▶ OBJECTIVE:
Exactly as they appear, copy the lines of the listing from the one containing "Wanted | a point on the black shoe, one" through the final line, both included, and nothing else.

━━━━━━━━━━━━━━━━━━━━

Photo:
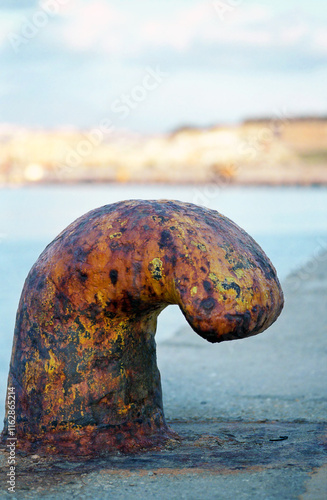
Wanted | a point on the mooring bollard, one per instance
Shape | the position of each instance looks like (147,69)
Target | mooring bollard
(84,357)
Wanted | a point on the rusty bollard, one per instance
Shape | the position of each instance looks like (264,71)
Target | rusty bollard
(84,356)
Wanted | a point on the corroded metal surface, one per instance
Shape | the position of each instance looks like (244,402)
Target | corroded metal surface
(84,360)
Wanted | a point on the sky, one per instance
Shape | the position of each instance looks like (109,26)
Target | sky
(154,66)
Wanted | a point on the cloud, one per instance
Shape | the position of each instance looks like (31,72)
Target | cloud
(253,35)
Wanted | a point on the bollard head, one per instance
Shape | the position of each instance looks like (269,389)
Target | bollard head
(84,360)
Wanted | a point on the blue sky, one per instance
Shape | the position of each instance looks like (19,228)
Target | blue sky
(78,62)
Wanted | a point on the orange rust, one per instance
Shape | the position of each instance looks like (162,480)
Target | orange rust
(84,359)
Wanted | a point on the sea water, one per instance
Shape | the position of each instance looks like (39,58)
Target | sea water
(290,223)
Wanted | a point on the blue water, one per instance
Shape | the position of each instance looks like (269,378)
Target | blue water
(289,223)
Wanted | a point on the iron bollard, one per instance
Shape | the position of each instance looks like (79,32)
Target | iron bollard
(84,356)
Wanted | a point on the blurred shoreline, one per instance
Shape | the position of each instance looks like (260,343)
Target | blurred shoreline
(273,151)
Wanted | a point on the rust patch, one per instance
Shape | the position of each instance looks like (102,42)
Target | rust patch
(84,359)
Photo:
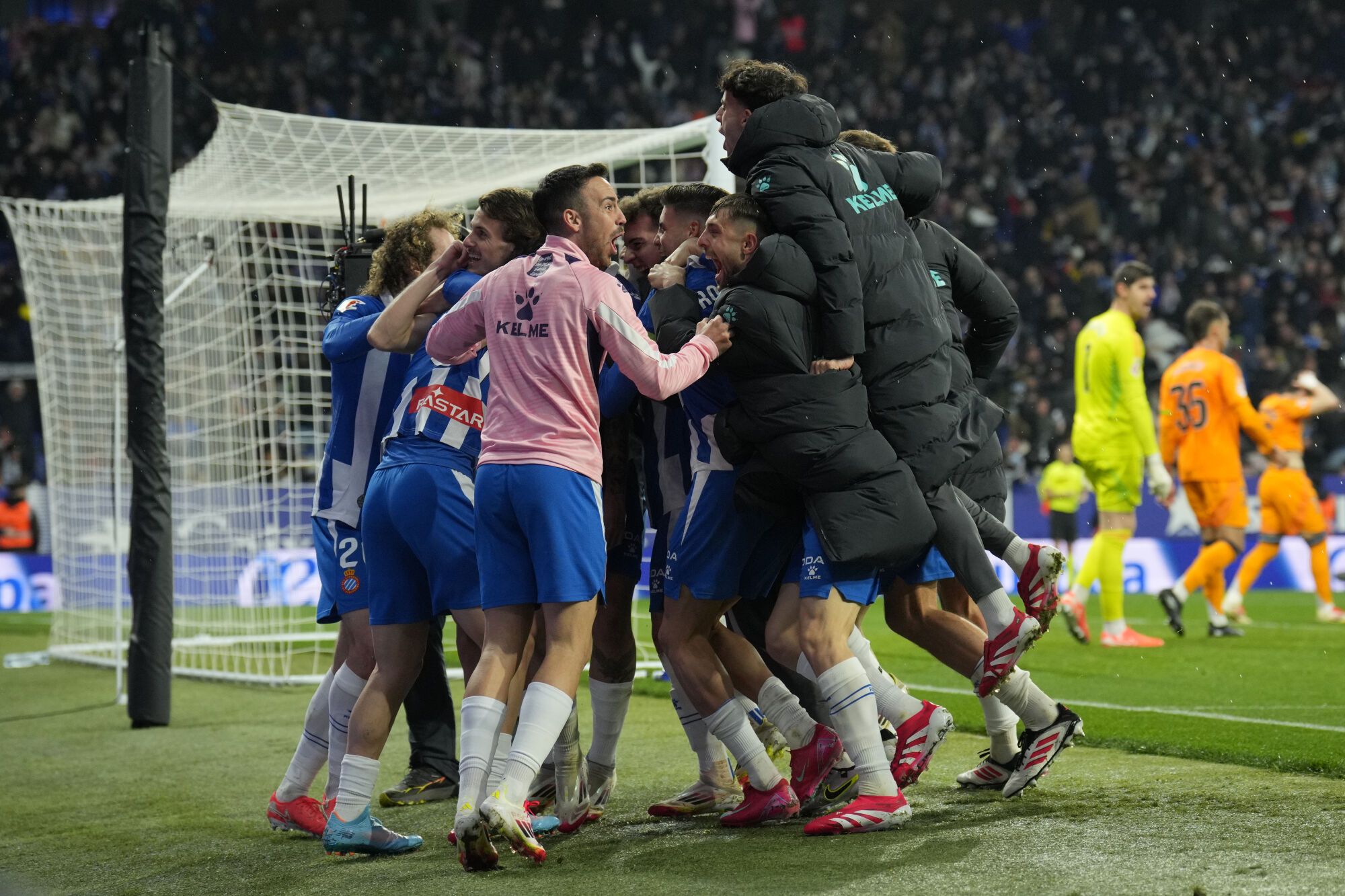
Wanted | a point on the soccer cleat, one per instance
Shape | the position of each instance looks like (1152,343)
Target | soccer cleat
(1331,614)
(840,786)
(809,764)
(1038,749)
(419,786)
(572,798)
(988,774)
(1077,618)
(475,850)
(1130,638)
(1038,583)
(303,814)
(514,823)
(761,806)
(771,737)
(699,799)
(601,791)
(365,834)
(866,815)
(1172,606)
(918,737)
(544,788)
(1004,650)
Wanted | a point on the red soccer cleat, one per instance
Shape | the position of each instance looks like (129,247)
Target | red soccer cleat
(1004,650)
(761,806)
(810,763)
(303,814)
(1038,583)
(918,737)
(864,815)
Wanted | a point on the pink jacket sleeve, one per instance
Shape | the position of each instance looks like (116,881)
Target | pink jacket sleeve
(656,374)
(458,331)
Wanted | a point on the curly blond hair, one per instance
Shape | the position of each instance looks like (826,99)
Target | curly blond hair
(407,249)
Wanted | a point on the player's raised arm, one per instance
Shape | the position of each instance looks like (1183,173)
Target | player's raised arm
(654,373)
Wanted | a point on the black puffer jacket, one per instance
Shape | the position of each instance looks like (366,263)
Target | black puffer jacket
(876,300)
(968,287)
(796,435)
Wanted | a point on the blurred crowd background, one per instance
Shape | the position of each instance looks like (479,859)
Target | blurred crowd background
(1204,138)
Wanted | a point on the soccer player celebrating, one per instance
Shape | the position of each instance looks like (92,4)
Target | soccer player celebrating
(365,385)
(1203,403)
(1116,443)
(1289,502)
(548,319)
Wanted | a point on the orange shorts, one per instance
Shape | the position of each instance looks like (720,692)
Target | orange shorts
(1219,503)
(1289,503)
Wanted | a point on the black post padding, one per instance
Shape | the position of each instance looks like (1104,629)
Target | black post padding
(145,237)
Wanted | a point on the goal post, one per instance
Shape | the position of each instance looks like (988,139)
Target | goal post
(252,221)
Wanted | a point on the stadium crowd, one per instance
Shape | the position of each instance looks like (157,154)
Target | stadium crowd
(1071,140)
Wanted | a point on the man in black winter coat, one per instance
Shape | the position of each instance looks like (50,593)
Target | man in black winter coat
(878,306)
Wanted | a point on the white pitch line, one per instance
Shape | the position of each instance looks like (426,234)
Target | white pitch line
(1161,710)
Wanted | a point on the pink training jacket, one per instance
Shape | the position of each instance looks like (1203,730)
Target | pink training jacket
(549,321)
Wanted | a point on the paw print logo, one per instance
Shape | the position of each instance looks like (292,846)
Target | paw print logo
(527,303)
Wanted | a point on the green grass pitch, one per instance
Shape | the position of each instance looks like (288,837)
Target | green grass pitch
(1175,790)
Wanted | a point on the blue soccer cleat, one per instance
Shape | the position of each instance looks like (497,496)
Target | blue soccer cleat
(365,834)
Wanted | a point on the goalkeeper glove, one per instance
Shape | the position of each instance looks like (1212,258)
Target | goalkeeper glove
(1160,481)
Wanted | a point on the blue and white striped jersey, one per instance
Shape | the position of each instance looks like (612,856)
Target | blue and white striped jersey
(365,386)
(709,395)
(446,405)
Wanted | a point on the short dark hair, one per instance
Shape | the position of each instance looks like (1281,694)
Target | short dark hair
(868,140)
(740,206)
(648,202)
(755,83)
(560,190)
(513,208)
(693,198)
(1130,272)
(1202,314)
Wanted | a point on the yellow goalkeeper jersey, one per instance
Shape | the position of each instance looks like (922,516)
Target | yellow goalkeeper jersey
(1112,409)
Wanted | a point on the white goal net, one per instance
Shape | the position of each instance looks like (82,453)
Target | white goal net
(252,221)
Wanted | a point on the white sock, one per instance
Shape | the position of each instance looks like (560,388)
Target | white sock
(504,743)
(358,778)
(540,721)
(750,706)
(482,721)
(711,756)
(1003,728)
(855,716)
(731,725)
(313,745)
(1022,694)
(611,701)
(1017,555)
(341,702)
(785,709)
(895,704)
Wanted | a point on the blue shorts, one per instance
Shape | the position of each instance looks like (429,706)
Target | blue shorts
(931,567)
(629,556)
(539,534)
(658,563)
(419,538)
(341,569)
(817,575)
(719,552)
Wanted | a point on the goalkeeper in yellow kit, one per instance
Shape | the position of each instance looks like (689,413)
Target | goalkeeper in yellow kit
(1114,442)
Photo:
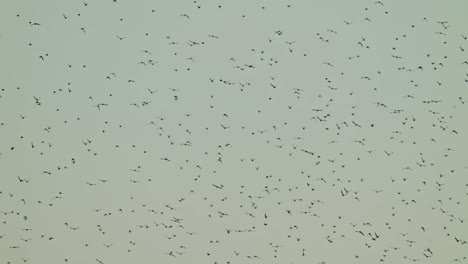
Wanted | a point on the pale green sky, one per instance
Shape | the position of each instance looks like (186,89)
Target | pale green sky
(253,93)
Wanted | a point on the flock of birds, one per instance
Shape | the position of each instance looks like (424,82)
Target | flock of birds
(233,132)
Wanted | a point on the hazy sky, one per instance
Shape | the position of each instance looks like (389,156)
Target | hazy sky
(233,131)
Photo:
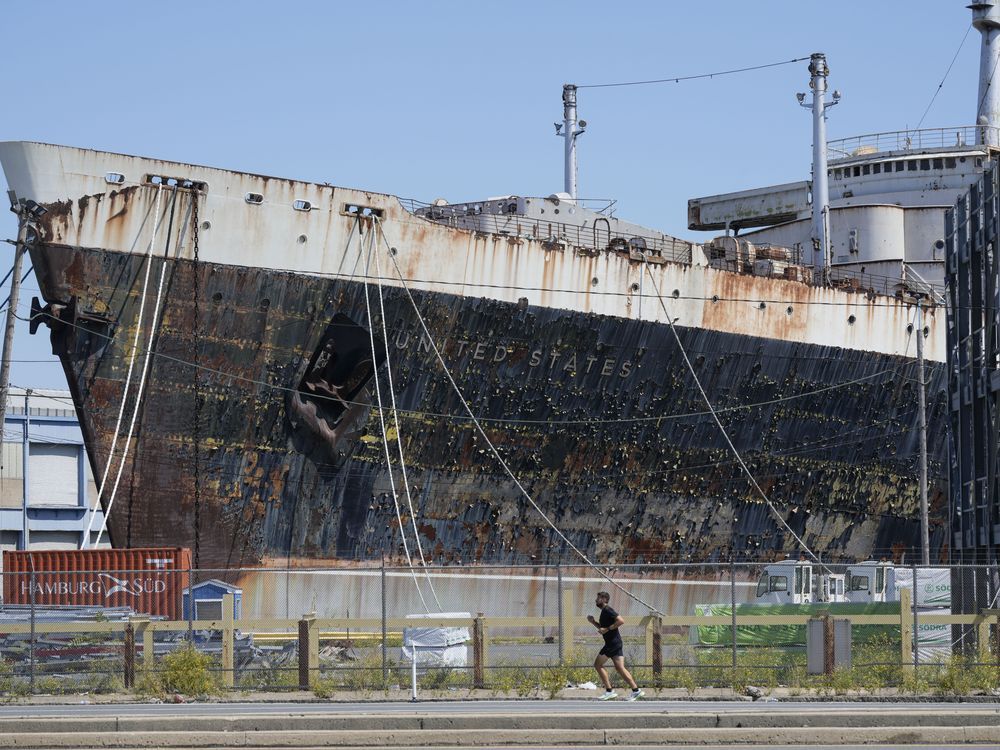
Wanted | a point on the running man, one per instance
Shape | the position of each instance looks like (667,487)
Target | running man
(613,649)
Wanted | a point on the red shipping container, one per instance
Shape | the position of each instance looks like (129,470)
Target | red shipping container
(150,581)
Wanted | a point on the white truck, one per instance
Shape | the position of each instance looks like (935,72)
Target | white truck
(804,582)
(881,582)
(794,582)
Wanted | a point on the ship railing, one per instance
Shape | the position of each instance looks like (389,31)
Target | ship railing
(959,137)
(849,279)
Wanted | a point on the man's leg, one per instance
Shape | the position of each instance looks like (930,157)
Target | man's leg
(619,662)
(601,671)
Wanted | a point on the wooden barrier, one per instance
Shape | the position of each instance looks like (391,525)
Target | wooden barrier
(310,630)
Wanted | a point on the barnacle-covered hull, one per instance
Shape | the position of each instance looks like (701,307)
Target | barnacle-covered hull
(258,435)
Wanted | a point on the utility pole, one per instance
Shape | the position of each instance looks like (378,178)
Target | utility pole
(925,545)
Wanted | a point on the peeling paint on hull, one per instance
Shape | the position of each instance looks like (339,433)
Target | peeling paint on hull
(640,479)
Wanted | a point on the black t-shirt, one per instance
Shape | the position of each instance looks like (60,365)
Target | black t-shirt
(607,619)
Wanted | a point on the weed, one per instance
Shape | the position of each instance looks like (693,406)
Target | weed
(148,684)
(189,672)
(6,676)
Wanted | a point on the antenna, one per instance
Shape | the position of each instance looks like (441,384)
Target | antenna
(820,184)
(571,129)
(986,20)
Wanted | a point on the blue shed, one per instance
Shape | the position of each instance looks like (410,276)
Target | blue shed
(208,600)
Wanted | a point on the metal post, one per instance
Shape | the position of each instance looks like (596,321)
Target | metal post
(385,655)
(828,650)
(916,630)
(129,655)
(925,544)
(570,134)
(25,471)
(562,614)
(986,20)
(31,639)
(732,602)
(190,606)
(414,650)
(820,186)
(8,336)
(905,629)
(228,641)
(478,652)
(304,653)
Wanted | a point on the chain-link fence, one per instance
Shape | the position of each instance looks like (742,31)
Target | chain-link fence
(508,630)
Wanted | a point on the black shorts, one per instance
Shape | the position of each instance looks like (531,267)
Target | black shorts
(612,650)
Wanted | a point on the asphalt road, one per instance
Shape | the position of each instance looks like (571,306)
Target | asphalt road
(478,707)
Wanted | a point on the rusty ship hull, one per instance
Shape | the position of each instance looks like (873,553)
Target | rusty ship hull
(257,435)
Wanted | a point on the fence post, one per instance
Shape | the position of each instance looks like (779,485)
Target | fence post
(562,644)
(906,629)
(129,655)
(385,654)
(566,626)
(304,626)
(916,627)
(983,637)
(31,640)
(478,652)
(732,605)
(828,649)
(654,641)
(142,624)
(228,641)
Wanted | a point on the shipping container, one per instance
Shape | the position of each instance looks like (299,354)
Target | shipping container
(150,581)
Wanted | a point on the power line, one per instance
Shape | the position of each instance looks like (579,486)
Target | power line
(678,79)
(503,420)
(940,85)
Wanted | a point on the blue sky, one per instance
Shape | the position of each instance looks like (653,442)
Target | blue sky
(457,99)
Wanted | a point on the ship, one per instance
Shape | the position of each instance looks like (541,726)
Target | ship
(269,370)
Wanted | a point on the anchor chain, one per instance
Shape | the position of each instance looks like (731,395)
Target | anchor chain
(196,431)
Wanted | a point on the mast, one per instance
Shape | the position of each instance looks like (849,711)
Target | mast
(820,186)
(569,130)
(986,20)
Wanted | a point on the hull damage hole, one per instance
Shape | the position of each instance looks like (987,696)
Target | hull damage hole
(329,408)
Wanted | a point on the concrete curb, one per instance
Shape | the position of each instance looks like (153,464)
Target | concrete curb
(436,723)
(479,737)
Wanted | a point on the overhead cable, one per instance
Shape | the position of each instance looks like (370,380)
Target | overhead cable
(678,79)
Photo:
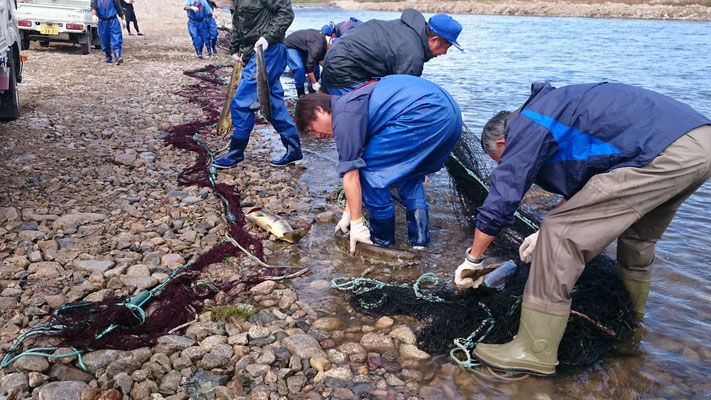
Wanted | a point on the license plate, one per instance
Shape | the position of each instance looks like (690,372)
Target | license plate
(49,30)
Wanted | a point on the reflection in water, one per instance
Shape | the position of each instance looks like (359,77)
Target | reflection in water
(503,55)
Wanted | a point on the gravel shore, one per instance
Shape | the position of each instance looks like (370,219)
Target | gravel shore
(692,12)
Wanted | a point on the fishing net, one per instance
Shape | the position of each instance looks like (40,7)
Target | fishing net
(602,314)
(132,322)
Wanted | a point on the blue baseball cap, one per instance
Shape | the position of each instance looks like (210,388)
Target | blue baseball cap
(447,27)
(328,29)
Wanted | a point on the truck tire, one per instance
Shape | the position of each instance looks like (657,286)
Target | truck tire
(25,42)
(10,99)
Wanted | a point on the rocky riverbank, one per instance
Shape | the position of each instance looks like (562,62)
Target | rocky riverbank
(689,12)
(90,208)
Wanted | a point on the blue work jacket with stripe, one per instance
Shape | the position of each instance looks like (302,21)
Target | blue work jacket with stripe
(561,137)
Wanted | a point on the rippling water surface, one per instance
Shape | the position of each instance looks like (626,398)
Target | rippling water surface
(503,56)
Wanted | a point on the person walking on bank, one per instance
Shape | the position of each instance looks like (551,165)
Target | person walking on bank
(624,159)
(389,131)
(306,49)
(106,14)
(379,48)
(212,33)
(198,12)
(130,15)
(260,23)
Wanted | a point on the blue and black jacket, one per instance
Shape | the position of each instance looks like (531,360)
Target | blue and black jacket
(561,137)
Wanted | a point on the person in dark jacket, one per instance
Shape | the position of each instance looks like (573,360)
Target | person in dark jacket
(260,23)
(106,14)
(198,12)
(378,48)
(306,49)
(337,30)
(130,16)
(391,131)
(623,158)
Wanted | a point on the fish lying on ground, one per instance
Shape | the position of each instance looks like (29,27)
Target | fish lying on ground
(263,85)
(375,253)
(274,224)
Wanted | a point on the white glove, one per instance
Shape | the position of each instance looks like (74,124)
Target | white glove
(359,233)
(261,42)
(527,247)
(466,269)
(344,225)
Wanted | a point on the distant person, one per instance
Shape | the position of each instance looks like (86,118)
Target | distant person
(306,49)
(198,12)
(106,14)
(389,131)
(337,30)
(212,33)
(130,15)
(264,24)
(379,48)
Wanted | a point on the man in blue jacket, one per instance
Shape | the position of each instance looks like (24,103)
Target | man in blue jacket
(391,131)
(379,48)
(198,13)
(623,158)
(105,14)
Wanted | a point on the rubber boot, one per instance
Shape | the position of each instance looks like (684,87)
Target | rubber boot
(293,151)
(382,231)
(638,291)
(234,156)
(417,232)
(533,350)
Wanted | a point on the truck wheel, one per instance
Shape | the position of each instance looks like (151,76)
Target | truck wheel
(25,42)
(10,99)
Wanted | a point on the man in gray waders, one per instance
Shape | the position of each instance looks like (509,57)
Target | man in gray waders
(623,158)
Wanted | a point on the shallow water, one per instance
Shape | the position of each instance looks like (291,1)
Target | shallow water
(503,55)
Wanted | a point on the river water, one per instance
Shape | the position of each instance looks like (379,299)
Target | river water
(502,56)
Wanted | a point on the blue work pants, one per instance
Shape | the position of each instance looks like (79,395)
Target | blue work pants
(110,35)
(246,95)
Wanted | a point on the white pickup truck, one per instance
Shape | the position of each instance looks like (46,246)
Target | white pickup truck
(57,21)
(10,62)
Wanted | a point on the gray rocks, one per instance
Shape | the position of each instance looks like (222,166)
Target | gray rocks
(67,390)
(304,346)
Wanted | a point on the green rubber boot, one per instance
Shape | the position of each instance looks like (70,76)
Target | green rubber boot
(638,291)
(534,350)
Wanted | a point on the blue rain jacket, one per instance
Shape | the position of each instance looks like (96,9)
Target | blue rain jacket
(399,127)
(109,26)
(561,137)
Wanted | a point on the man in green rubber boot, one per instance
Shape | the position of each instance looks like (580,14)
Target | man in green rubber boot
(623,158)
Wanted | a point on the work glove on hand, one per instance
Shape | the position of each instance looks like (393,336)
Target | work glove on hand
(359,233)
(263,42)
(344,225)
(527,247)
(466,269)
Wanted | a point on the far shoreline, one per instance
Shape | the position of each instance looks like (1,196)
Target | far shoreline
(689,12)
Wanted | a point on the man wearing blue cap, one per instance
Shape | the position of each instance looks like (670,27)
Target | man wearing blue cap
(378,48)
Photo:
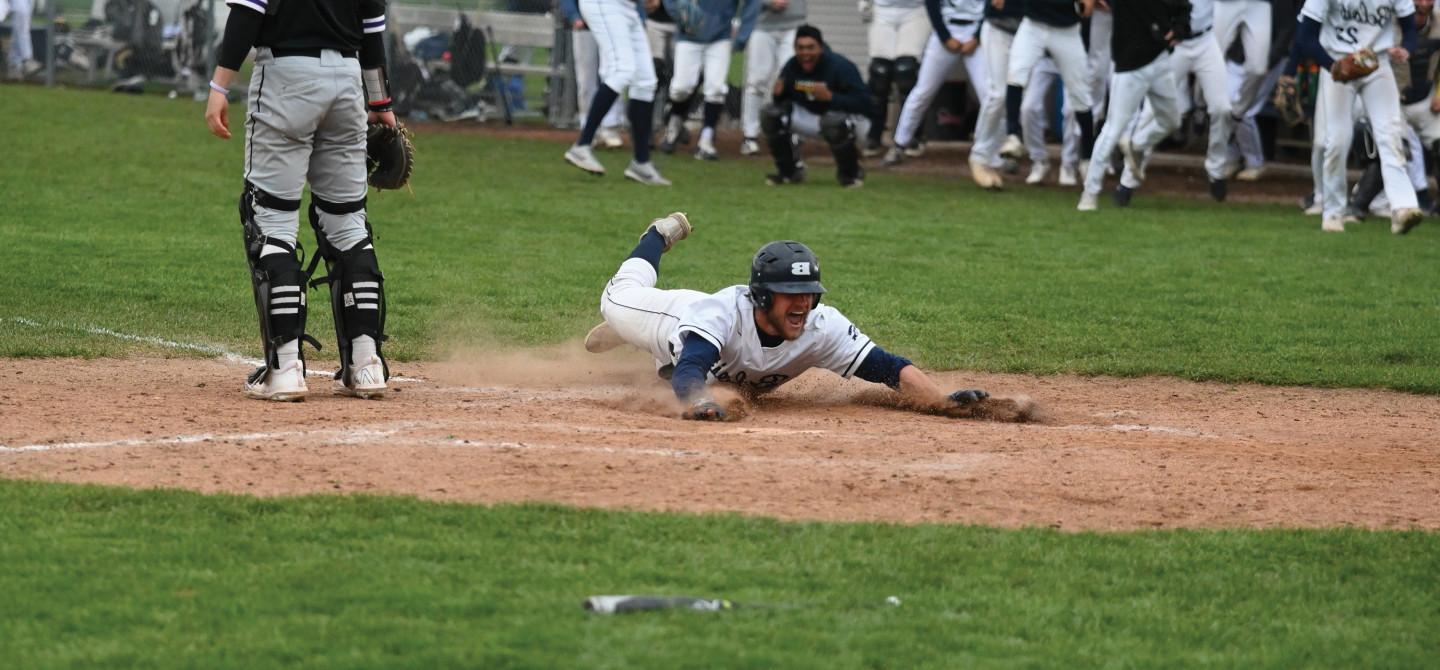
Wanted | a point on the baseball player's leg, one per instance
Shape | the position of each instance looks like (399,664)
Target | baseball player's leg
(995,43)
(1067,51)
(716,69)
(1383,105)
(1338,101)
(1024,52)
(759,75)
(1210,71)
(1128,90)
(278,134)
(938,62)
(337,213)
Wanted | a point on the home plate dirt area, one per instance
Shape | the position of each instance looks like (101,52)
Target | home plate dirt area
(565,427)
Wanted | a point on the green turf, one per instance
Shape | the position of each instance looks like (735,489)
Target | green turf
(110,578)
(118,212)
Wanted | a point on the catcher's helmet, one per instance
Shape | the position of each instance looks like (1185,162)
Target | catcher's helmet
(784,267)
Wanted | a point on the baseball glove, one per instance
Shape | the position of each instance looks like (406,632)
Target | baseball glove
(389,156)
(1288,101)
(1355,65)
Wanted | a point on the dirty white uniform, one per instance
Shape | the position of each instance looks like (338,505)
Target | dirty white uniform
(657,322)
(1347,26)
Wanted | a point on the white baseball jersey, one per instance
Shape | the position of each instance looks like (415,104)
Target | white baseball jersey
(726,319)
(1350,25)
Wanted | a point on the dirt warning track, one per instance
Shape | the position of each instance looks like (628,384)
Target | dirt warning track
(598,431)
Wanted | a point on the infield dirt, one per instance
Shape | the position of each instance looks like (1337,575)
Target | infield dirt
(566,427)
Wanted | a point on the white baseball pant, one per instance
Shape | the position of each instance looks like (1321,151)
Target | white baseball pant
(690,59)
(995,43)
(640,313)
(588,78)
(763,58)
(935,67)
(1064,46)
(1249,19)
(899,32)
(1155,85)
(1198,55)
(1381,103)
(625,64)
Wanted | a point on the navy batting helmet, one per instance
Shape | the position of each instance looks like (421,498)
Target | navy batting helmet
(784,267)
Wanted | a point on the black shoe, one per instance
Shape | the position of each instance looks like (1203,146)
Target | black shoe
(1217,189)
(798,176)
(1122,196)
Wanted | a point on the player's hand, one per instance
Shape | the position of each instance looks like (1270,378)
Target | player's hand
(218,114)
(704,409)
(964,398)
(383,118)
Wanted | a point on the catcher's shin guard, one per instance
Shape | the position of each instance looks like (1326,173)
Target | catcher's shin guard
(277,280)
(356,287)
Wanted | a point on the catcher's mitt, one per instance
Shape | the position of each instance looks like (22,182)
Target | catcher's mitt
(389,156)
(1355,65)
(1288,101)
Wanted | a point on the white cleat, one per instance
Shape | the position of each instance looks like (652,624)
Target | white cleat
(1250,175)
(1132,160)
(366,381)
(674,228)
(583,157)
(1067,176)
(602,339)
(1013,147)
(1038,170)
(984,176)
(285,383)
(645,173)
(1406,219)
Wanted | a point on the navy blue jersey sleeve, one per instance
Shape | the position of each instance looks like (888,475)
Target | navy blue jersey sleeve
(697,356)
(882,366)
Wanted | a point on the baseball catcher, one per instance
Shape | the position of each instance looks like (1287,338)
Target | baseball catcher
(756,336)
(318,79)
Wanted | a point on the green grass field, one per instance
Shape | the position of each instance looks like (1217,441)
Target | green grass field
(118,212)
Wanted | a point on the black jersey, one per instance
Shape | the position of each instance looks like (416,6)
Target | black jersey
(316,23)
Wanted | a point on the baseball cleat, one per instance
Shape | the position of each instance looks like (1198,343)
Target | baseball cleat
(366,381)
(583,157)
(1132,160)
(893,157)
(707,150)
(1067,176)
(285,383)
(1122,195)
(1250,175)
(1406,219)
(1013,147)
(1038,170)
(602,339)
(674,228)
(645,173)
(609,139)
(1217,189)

━━━━━━━━━━━━━━━━━━━━

▶ WRITTEN ANSWER:
Wanted | a point on the black shoe, one per instance
Shape | the position of each instance looks like (1203,146)
Target | black shoe
(1217,189)
(798,176)
(1122,196)
Wanted | a point on the player's hand, one per instance
Shape | the position of each instance looks like (1270,378)
Target | player's hand
(218,114)
(704,409)
(964,398)
(383,118)
Wanted | a point on the catcher's shin guard, one per instance
Shape | the position of each instance looks like (1326,173)
Target | catcher's shin guard
(277,280)
(356,287)
Wanted | a point on the catcher's mitt, one per instance
Shape | the position of each instance looks like (22,182)
Target | catcher's mitt
(389,156)
(1355,65)
(1288,101)
Wanted | a point on the white cleat, one per instance
Shape | the position of each instance looks like (652,624)
Target | white cleat
(1250,175)
(1132,160)
(366,381)
(674,228)
(583,157)
(1067,176)
(602,339)
(1013,147)
(1038,170)
(984,176)
(285,383)
(645,173)
(1406,219)
Wanted | a point on the navy blue jersey sleeve, one per instance
Shape | the position of each instance looks like (888,475)
Target | navy blue jersey sleeve
(697,356)
(882,366)
Wanted | a point on the baseball catcher, one per instance
Shape | the position of each instance looks like (1287,338)
Target | baseball catcher
(756,336)
(318,79)
Wanted | a point on the green grass field, one per instance
Shape | the position of each instance looks like (1217,441)
Target | green grass field
(118,212)
Wanted | a point on the black jersey, one per instance
Shape | the position of each instance looks like (416,6)
Target | black jersey
(316,23)
Wanted | a point on the baseball cleat, one per instance
Shape | the position of each instance looks like (1198,343)
Target | baseball cleat
(366,381)
(583,157)
(1132,160)
(893,157)
(707,150)
(1067,176)
(285,383)
(1122,195)
(1250,175)
(1406,219)
(1013,147)
(1038,170)
(602,339)
(674,228)
(645,173)
(609,139)
(1217,189)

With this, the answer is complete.